----- Text for analysis

Sadly, the divorce rate for couples over 50 is increasing. In 2010, one out of every four divorces involved couples over 50 years of age. The reasons for older couples parting are as numerous and varied as the number of divorces. A few common reasons stated are: growing apart, the feeling of excitement is gone, no common purpose now that the children are gone, and all those little things that annoyed one spouse suddenly become unbearable. The reasons not stated, but believed by therapists to be common are: fear of dying, mad rush to re-capture youth and all the promise that encompassed, being on the downside of life and not having planned for it.
Financially, ending a long term marriage becomes a negotiated farewell. Typically most assets have been acquired during the marriage and are deemed to be martial property, subject to equal division. Martial debt can also be subject to equal division. Mediation can ease the discussion of the division of assets and help the gray-haired parties to make the best plans for the future financial security for both.

----------
----- Dataset extract

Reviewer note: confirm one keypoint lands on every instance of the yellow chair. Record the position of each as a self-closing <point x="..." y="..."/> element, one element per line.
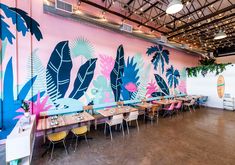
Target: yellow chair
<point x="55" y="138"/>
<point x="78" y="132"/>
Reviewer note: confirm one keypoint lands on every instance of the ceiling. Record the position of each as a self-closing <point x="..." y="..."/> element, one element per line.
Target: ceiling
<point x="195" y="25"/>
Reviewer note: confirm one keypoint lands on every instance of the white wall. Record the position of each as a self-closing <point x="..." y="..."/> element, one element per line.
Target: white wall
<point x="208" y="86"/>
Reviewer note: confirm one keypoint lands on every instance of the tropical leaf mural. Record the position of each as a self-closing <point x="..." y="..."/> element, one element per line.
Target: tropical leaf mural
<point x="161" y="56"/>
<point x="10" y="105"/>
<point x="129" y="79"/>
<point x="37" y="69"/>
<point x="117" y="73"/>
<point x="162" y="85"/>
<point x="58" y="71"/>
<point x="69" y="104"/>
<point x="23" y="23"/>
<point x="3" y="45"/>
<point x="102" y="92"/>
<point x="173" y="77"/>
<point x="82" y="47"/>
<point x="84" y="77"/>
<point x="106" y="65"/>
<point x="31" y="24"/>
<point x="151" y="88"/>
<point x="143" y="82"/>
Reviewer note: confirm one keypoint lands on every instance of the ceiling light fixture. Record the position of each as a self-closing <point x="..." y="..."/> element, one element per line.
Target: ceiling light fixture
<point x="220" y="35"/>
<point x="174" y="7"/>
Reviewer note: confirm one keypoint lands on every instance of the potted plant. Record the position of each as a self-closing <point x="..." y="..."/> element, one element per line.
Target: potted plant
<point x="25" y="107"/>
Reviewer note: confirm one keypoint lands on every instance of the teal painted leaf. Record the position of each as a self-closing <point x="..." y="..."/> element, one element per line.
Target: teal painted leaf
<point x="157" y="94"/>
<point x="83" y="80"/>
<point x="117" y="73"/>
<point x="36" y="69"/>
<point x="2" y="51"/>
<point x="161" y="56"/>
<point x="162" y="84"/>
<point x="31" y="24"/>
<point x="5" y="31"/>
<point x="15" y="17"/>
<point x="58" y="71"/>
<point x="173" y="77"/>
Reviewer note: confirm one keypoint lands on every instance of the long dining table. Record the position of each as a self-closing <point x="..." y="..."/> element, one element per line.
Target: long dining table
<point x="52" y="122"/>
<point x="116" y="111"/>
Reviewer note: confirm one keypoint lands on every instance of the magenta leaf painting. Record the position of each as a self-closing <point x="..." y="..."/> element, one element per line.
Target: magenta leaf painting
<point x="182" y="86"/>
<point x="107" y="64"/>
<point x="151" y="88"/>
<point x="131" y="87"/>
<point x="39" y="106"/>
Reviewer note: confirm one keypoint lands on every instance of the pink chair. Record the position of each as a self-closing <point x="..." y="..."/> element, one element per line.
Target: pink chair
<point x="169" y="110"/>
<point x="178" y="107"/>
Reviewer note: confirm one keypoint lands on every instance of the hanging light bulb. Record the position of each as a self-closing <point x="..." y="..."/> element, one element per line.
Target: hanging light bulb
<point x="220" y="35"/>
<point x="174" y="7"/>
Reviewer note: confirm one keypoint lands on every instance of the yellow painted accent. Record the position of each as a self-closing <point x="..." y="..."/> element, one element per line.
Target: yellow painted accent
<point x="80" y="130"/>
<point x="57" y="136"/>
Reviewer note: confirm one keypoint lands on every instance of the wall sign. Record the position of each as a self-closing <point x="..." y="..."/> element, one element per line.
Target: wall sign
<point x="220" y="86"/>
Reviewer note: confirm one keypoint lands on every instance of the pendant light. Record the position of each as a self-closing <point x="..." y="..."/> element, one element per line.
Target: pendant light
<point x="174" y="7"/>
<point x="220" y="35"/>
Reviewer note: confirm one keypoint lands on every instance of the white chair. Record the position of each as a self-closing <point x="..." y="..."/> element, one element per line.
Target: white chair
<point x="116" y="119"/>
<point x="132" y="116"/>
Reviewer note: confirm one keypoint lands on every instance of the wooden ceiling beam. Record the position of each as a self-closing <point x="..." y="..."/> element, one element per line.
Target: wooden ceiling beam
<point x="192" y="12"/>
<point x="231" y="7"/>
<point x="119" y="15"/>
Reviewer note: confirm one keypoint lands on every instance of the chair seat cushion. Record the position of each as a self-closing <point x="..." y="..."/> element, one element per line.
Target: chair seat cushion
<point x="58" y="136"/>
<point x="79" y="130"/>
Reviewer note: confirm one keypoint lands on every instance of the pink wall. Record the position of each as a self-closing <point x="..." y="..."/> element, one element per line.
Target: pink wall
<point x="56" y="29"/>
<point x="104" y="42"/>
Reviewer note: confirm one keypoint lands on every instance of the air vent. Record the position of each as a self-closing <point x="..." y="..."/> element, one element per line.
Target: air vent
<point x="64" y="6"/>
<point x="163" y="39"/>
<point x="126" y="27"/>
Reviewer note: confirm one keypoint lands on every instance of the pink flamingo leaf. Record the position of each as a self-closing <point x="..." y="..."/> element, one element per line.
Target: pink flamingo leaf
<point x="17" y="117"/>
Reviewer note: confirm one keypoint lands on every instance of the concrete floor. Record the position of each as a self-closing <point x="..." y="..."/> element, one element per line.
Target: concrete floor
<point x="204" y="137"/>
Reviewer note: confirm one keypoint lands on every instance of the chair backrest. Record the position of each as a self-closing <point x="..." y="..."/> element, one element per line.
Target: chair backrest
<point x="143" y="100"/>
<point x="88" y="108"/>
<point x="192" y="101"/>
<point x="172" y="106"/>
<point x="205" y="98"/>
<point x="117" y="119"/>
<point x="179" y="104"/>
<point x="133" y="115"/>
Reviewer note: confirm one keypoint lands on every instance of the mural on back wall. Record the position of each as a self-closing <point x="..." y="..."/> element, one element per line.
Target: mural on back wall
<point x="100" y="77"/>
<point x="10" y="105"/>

----------

_Tasks:_
1. In the text about divorce after 50, what share of divorces in 2010 involved couples over 50?
2. Repeat a passage from the text about divorce after 50 word for word: begin at the words "Sadly, the divorce" and stop after "planned for it.".

_Responses by task:_
1. One out of every four.

2.
Sadly, the divorce rate for couples over 50 is increasing. In 2010, one out of every four divorces involved couples over 50 years of age. The reasons for older couples parting are as numerous and varied as the number of divorces. A few common reasons stated are: growing apart, the feeling of excitement is gone, no common purpose now that the children are gone, and all those little things that annoyed one spouse suddenly become unbearable. The reasons not stated, but believed by therapists to be common are: fear of dying, mad rush to re-capture youth and all the promise that encompassed, being on the downside of life and not having planned for it.